Text provided:

Critique of Liberation Theologies
Althaus-Reid argues that the theologian must overcome her “horror of uncontrolled bodies and especially of the orgy made up of unrestricted bodies” (Queer God, p.47). Thus, for the queer theologian, the “way forward lies in her commitment to pervert Christian theology, by the disrobing of what underwear is left in the standing of the theologian” (Queer God, p.15). Like the lemon vendors, the theologians must feel their sexes in order for their works to be truly transformative and liberating. This point brings us to the core of Althaus-Reid’s critique of the Latin American liberation theologians that shaped her generation, primary among them Enrique Dussel. She charges that liberation theologians get the mutual liberation of God and God’s people wrong because they get sexuality wrong.

Records:
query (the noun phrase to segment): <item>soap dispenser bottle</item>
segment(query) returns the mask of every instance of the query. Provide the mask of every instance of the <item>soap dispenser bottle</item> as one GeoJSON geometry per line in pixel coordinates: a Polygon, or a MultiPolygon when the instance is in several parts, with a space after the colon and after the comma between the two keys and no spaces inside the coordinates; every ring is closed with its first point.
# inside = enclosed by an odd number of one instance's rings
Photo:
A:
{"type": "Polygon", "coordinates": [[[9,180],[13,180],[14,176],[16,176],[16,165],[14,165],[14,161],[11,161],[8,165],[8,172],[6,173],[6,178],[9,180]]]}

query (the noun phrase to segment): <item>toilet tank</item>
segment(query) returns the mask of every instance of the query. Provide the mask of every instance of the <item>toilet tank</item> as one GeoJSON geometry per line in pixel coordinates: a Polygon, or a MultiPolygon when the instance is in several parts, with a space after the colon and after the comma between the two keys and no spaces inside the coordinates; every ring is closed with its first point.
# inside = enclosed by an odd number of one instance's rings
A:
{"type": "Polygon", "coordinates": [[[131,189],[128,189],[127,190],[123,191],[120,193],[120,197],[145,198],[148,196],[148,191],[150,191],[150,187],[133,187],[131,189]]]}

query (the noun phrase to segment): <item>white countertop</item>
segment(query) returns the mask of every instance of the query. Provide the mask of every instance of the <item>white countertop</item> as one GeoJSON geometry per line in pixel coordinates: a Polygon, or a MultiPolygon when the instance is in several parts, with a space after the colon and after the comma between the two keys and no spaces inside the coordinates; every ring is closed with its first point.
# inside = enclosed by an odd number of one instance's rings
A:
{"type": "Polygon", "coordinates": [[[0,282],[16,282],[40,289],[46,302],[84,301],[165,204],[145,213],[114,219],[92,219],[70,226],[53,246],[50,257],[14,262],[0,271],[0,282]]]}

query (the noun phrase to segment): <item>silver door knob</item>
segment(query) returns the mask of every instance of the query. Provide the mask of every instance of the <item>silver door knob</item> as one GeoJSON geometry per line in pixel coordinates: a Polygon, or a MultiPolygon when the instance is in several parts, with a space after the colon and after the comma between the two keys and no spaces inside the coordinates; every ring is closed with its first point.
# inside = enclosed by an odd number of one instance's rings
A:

Tasks to complete:
a) Reproduce word for word the part of the passage on Althaus-Reid's critique that opens with the words containing "Critique of Liberation" and closes with "get sexuality wrong.".
b) Condense the paragraph of the passage on Althaus-Reid's critique that begins "Althaus-Reid argues that the theologian" into a short bulleted list that keeps its main facts.
The material above plays no role here.

Results by task:
a)
Critique of Liberation Theologies
Althaus-Reid argues that the theologian must overcome her “horror of uncontrolled bodies and especially of the orgy made up of unrestricted bodies” (Queer God, p.47). Thus, for the queer theologian, the “way forward lies in her commitment to pervert Christian theology, by the disrobing of what underwear is left in the standing of the theologian” (Queer God, p.15). Like the lemon vendors, the theologians must feel their sexes in order for their works to be truly transformative and liberating. This point brings us to the core of Althaus-Reid’s critique of the Latin American liberation theologians that shaped her generation, primary among them Enrique Dussel. She charges that liberation theologians get the mutual liberation of God and God’s people wrong because they get sexuality wrong.

b)
- Althaus-Reid holds that the theologian must overcome a horror of uncontrolled bodies and of the orgy of unrestricted bodies (Queer God, p.47).
- For the queer theologian, the way forward is a commitment to pervert Christian theology by removing whatever "underwear" remains in the theologian's standing (Queer God, p.15).
- Like the lemon vendors, theologians must feel their sexes for their work to be truly transformative and liberating.
- This is the core of her critique of the Latin American liberation theologians who shaped her generation, chiefly Enrique Dussel.
- She charges that they get the mutual liberation of God and God's people wrong because they get sexuality wrong.